Written instruction:
Copy out word for word the part of the items that opens with the line containing "Target: dark grey cloud" and continues through the end of the items.

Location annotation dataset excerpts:
'''

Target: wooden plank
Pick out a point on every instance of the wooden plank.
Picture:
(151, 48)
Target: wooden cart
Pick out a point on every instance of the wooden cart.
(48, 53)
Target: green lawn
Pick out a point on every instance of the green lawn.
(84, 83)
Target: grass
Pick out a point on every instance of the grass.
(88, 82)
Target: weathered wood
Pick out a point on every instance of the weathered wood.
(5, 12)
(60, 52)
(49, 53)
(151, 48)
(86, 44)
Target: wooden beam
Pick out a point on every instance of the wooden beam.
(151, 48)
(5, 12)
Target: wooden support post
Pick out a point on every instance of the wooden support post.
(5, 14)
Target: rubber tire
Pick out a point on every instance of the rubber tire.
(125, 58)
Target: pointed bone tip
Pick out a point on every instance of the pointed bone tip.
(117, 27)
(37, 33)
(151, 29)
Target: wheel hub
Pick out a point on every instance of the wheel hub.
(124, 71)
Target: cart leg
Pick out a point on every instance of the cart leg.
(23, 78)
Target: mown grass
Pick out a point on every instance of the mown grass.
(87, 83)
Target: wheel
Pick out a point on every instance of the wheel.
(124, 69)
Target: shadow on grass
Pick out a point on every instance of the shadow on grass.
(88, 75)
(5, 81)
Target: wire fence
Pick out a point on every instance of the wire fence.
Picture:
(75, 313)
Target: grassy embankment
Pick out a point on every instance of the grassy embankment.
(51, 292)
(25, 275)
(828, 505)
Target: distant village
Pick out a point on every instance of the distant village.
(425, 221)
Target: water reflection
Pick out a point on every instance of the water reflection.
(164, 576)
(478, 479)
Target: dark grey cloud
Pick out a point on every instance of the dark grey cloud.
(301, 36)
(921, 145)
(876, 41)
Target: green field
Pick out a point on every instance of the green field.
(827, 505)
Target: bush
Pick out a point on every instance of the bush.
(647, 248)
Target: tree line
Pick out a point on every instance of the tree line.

'''

Output:
Target: dark grey cloud
Pick out a point on every instance of the dark grey cloud.
(301, 36)
(921, 145)
(876, 41)
Target: green field
Pick out a point on every instance of the green field.
(827, 505)
Target: bush
Pick out a point on every instance of the bush.
(647, 248)
Target: tree line
Pick out a point on every instance of the tree line.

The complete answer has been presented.